------ DATASET EXCERPTS
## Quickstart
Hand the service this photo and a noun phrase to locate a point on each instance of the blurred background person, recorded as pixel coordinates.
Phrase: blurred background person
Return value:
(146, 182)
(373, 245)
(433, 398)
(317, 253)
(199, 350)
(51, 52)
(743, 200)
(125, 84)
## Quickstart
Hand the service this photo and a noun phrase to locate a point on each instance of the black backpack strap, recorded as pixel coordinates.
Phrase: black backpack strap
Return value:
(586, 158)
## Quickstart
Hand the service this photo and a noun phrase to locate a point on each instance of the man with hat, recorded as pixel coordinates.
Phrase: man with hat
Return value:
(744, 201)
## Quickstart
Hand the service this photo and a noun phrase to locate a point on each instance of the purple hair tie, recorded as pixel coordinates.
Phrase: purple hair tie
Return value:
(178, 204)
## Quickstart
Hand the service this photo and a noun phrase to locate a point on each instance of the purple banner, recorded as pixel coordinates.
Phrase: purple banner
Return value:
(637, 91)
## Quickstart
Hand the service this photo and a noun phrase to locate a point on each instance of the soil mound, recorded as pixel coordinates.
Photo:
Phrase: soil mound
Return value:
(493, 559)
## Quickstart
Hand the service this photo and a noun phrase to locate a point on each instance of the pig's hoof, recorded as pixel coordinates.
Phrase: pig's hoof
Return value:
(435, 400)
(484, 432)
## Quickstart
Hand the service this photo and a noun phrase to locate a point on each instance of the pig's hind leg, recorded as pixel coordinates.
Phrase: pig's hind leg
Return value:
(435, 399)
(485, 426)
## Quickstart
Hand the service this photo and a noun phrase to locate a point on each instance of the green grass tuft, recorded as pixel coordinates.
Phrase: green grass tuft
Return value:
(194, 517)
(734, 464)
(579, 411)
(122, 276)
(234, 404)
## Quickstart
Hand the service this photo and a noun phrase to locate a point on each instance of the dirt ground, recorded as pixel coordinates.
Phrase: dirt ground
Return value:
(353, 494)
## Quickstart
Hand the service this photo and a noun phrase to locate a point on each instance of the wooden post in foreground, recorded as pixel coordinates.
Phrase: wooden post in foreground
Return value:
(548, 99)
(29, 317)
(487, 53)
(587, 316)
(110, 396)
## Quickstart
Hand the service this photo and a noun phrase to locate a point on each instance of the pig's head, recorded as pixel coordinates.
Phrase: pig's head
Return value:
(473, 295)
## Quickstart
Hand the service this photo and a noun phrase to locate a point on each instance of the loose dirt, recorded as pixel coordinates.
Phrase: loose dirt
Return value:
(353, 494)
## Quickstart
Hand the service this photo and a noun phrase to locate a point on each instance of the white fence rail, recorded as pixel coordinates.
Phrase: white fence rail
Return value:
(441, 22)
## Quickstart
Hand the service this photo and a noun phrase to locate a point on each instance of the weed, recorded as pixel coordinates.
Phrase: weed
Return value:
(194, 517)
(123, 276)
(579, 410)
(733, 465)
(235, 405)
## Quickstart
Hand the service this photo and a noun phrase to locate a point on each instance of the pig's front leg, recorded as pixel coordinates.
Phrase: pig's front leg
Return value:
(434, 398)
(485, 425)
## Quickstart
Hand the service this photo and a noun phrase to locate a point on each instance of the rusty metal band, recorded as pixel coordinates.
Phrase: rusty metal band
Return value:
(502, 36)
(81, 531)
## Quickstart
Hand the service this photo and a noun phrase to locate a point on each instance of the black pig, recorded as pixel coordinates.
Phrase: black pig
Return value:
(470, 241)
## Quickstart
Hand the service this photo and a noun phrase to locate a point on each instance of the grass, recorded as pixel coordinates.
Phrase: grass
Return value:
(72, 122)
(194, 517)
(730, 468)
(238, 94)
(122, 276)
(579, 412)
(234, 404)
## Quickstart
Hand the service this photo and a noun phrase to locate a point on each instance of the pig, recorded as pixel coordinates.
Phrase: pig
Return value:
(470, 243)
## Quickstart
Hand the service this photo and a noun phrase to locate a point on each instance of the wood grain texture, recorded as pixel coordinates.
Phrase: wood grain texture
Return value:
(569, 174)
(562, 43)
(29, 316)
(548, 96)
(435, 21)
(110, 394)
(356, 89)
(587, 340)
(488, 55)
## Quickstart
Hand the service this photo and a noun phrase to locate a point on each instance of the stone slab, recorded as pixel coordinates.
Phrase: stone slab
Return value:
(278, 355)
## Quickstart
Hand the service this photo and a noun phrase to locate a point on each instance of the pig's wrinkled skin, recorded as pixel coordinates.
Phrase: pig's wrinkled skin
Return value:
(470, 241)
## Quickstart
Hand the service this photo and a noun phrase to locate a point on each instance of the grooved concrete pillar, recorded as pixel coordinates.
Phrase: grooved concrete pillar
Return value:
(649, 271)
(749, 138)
------------
Extract each line from the entries above that contains the string "mound", matching case exactly so that uppercase and lowercase letters count as different.

Hand the service this photo and a noun phrase to locate a point on each instance of the soil mound, recorded as pixel coordinates.
Phrase: soil mound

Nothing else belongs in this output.